ZADANIA DO WYKONANIA:
• 1. Przedstaw jako dwukolumnowy plik CSV tę część wpisów, która zaczyna się wierszem zawierającym "For full credit, supply the precise bounding box of the striped", a kończy wierszem zawierającym "[0,6,120,262]", z oboma tymi wierszami włącznie. Każdy wpis zajmuje jeden wiersz: w kolumnie tresc podaj jego tekst, a w kolumnie odpowiedz jego odpowiedź, każdą w jednym polu w cudzysłowie, z podziałami wierszy zamienionymi na spacje.
• 2. Dopisz dalszy ciąg rozmowy o komisji śledczej w sprawie Barbary Blidy, zaczynając zaraz po jej ostatnim zdaniu.

FRAGMENT TEKSTU:
W.Sz.: Pan minister zapewne nie będzie chciał wchodzić w szczegóły tej sprawy i będzie nas odsyłał do prokuratorów łódzkich, natomiast my będziemy naciskać, żeby zajął stanowisko w sprawach mafii węglowej, które zostały już zakończone. On w tej sprawie stanowisko powinien zająć pozytywne. Takie jest moje odczucie. Jeśli jest inaczej, to oczekujemy, posłowie PiS-u oczekują od ministra, od prokuratorów szczegółowych, podania szczegółowych przyczyn, dlaczego nie chcą odtajnić akt.

T.T.: Jeżeli chodzi o mafię węglową, no to generalnie pozostali członkowie komisji odpowiadają: „to nie jest komisja śledcza w sprawie afery węglowej, tylko w sprawie Barbary Blidy”.

W.Sz.: No, tutaj jednak zdołaliśmy tych pozostałych członków komisji przekonać, no bo to są zupełnie logiczne argumenty. Jeśli mamy się zastanawiać, dlaczego ktoś został aresztowany, no to musimy znać motywację prokuratorów, którzy chcieli dokonać zatrzymania. O aresztowaniu... tutaj się przejęzyczyłem, bo o aresztowaniu musiał tutaj decydować sąd, tak że w tym przypadku mamy do czynienia z koniecznością zbadania tego materiału dowodowego, który przyczynił się do tego, że chciano postawić Barbarze Blidzie zarzuty.

DANE WEJŚCIOWE:

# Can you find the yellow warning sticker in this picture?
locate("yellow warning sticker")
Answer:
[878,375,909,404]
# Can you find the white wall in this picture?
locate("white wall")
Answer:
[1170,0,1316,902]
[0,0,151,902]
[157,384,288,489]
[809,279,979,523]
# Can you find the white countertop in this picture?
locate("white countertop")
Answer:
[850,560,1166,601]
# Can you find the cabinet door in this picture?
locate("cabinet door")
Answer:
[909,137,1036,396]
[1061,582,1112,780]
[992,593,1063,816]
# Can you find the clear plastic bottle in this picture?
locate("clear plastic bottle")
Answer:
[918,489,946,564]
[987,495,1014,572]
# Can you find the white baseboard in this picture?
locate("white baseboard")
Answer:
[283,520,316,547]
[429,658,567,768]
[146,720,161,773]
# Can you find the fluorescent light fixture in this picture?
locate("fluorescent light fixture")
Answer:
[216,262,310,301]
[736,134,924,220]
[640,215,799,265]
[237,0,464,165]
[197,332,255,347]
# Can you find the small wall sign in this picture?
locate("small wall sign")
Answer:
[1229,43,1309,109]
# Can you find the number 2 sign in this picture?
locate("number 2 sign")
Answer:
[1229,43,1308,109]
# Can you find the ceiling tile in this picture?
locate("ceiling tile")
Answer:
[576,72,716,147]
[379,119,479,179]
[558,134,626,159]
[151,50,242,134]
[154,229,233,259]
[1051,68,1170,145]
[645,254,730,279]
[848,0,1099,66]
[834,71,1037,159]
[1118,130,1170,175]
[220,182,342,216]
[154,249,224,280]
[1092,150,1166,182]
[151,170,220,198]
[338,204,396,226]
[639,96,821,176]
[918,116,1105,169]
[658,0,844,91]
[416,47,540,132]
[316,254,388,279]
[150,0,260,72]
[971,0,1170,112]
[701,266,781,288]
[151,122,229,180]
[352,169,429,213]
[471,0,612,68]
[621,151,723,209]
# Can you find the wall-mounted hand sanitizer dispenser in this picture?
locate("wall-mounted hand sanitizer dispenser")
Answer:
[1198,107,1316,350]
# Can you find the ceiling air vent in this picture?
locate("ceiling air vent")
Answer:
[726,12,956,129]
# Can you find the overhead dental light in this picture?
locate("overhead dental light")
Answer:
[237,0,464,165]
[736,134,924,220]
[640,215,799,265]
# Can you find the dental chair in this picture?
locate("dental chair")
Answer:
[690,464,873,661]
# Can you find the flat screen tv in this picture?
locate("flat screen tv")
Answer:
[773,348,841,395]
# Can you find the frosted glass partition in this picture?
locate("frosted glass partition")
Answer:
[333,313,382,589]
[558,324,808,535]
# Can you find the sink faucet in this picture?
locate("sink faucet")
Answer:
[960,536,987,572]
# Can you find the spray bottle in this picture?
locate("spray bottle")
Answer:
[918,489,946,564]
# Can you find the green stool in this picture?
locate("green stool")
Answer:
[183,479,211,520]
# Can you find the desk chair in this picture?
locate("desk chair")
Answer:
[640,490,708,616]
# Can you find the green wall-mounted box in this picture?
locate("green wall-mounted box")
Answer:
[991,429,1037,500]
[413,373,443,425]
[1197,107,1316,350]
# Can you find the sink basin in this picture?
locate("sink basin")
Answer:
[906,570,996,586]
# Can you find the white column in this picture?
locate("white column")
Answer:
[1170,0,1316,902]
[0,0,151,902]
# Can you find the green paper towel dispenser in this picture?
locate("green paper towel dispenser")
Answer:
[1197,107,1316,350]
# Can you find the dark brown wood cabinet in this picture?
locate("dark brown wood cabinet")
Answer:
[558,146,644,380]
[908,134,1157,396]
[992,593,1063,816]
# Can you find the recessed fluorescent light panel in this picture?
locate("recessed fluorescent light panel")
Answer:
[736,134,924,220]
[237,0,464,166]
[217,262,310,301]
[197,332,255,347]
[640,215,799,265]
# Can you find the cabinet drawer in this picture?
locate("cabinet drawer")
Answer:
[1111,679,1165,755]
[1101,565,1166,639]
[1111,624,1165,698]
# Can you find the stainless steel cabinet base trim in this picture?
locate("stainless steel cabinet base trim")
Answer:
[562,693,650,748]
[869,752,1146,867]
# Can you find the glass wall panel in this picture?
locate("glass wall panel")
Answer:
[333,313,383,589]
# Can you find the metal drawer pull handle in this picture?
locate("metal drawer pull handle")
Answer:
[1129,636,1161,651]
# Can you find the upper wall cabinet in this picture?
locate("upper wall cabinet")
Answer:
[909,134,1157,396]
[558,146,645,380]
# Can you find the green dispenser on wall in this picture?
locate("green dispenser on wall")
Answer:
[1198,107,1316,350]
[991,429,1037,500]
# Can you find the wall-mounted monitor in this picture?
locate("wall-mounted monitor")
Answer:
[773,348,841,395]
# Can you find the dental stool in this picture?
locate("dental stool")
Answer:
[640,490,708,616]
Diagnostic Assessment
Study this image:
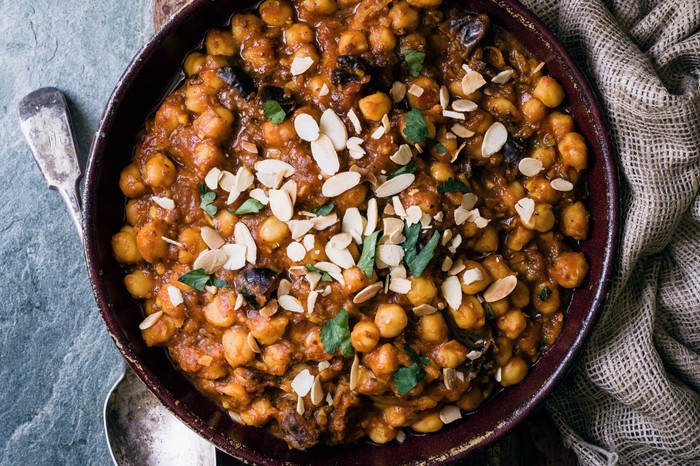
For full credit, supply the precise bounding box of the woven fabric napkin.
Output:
[523,0,700,465]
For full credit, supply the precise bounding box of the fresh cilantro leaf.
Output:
[357,231,381,278]
[311,202,335,217]
[321,309,353,357]
[537,286,552,303]
[403,107,428,144]
[386,160,416,180]
[263,100,287,125]
[226,198,264,215]
[425,138,447,155]
[403,344,430,366]
[394,362,425,395]
[177,269,209,291]
[403,50,425,78]
[438,178,469,193]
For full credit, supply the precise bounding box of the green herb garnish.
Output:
[357,231,382,278]
[403,107,428,144]
[321,309,353,357]
[263,100,287,125]
[403,50,425,78]
[438,178,469,193]
[226,198,264,215]
[394,362,425,395]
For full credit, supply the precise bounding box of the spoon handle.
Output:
[19,87,83,238]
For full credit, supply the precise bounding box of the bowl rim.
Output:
[82,0,620,464]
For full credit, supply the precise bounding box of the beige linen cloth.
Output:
[523,0,700,466]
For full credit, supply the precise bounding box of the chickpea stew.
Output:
[112,0,589,450]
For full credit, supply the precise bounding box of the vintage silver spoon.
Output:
[19,87,217,466]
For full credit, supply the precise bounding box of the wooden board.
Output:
[153,0,577,466]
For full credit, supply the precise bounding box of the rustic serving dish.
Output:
[83,0,619,465]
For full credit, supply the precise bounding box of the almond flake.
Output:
[440,276,462,310]
[277,294,304,314]
[374,173,416,197]
[515,197,535,224]
[491,70,513,84]
[294,113,320,142]
[352,282,384,304]
[289,57,314,76]
[320,108,348,149]
[389,144,413,165]
[200,227,226,249]
[139,311,163,330]
[440,406,462,424]
[518,157,544,176]
[549,178,574,192]
[389,81,406,104]
[321,172,360,197]
[151,196,175,210]
[192,249,228,274]
[484,275,518,303]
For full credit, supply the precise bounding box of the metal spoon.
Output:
[19,87,217,466]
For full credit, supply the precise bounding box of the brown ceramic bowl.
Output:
[84,0,619,465]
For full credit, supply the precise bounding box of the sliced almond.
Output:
[320,108,348,149]
[352,282,384,304]
[549,178,574,192]
[484,275,518,303]
[440,276,462,310]
[151,196,175,210]
[294,113,320,142]
[321,172,360,197]
[139,311,163,330]
[481,121,508,158]
[374,173,416,197]
[200,227,226,249]
[192,249,228,274]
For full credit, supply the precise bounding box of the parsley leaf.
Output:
[311,202,335,217]
[394,362,425,395]
[197,183,219,218]
[386,160,416,180]
[226,198,264,215]
[537,286,552,303]
[263,100,287,125]
[403,50,425,78]
[357,231,381,278]
[177,269,231,291]
[403,107,428,144]
[321,309,353,357]
[438,178,469,193]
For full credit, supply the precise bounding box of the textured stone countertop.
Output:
[0,0,153,465]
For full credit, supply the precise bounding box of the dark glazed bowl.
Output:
[84,0,619,465]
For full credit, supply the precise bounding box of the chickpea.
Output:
[411,411,445,434]
[258,215,291,247]
[557,133,588,170]
[369,26,396,53]
[119,163,146,198]
[460,261,491,295]
[496,309,527,340]
[559,201,590,241]
[532,76,565,108]
[258,0,294,26]
[374,304,408,338]
[350,320,380,353]
[360,92,391,121]
[501,357,530,387]
[338,29,369,55]
[124,270,153,299]
[418,312,447,343]
[389,1,420,35]
[549,252,588,288]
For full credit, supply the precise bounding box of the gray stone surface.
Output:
[0,0,152,465]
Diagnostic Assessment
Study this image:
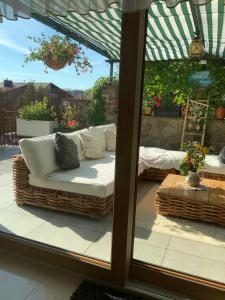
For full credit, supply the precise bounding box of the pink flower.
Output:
[67,120,77,127]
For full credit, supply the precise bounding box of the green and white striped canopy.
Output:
[48,0,225,61]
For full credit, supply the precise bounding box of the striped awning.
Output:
[44,0,225,61]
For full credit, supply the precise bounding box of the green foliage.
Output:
[179,142,209,175]
[59,105,78,129]
[144,60,199,106]
[19,82,46,105]
[87,77,118,126]
[24,33,92,75]
[144,57,225,106]
[19,97,55,121]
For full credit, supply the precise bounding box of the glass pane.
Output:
[134,55,225,283]
[0,6,120,262]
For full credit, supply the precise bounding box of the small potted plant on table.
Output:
[179,141,209,187]
[16,97,58,137]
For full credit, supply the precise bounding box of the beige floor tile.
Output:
[135,227,171,249]
[168,237,225,263]
[25,223,99,253]
[162,250,225,283]
[7,201,57,222]
[133,241,166,265]
[25,272,82,300]
[85,231,112,262]
[52,213,112,232]
[0,209,44,236]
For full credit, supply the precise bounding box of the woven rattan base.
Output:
[13,155,113,219]
[141,168,225,181]
[155,175,225,226]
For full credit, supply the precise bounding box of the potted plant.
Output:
[24,33,92,75]
[54,105,79,132]
[210,93,225,120]
[143,96,161,116]
[179,141,209,186]
[16,97,58,137]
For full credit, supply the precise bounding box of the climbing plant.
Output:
[87,77,118,126]
[144,57,225,105]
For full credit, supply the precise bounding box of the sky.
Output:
[0,19,109,90]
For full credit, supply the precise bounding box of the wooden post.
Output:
[111,10,147,285]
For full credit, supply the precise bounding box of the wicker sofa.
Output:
[13,124,225,219]
[13,124,146,219]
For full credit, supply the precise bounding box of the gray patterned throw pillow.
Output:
[55,132,80,170]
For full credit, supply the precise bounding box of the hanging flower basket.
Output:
[24,34,92,75]
[43,55,68,71]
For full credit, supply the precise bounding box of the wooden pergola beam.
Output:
[111,10,148,285]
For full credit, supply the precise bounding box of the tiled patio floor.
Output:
[0,147,225,283]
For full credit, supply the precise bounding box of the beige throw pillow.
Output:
[105,129,116,151]
[80,133,105,159]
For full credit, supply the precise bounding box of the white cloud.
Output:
[0,29,29,54]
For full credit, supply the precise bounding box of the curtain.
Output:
[0,0,210,20]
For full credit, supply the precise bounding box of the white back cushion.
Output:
[105,128,116,151]
[19,134,59,177]
[89,124,116,151]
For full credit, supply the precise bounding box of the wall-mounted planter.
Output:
[215,107,225,120]
[16,119,58,137]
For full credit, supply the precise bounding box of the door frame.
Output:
[0,5,225,300]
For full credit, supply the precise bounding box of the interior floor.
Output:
[0,251,83,300]
[0,147,225,284]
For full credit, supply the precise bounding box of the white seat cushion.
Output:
[19,134,59,178]
[29,152,145,198]
[29,152,115,198]
[88,124,116,151]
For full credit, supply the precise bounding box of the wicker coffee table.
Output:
[155,174,225,225]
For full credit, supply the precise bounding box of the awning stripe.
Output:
[45,0,225,60]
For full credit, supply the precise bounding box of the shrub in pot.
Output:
[54,105,79,132]
[16,97,58,137]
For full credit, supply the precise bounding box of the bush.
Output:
[87,77,118,126]
[19,97,55,121]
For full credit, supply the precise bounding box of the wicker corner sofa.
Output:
[13,155,113,219]
[13,124,225,219]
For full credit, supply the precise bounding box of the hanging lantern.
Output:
[188,36,205,58]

ODPOWIEDZI DO ZADAŃ:
• 1.
tresc,odpowiedz
"For full credit, supply the precise bounding box of the striped awning. Output:","[44,0,225,61]"
"For full credit, supply the precise bounding box of the green foliage. Output:","[179,142,209,175] [59,105,78,129] [144,60,199,106] [19,82,46,105] [87,77,118,126] [24,33,92,75] [144,57,225,106] [19,97,55,121]"
"For full credit, supply the precise bounding box of the glass pane. Output:","[134,55,225,283] [0,6,120,262]"

• 2.
T.T.: Zmieniając trochę temat, komentatorzy już zauważyli, że można powiedzieć ta sytuacja komisji śledczej w sprawie przyczyn śmierci, okoliczności śmierci Barbary Blidy wpływa zupełnie inna afera, która w tej chwili się rozgrywa, czyli afera wokół śmierci Krzysztofa Olewnika. Ma pan wrażenie, że potrzebna jest jeszcze jedna komisja śledcza w polskim parlamencie, właśnie do spraw zbadania okoliczności śmierci czy tego wszystkiego, co się wokół działo Krzysztof Olewnika?

W.Sz.: Mam nadzieję, że prokuratura, policja szybko tę sprawę wyjaśnią i przedstawią opinii publicznej, kto zawinił, jakie tutaj mechanizmy nie zadziałały. Natomiast mamy tutaj taki klasyczny przykład, kiedy komisja śledcza może być powołana, ponieważ dotyczy to wprost polityków. Zostali oskarżeni politycy o zaniechania, nawet bym powiedział o złą wolę ze strony rodziny porwanego...

T.T.: No tak, ojciec poszedł jeszcze dalej – nie mówił o złej woli, tylko mówił o tym, że w porwanie byli zamieszani politycy.

W.Sz.: No, to jest powiedziane bardzo ogólnie, natomiast potem już padły bardzo konkretne nazwiska byłych ministrów spraw wewnętrznych, którzy nie udzielili nie tylko żadnej pomocy, ale nie wywiązali się ze swoich obowiązków nadzoru nad policją czy prokuraturą. A więc tutaj mamy ten wątek, który może badać komisja śledcza, a więc ten wątek wtedy, kiedy politycy pojawiają się na tle jakichś czynów przestępczych.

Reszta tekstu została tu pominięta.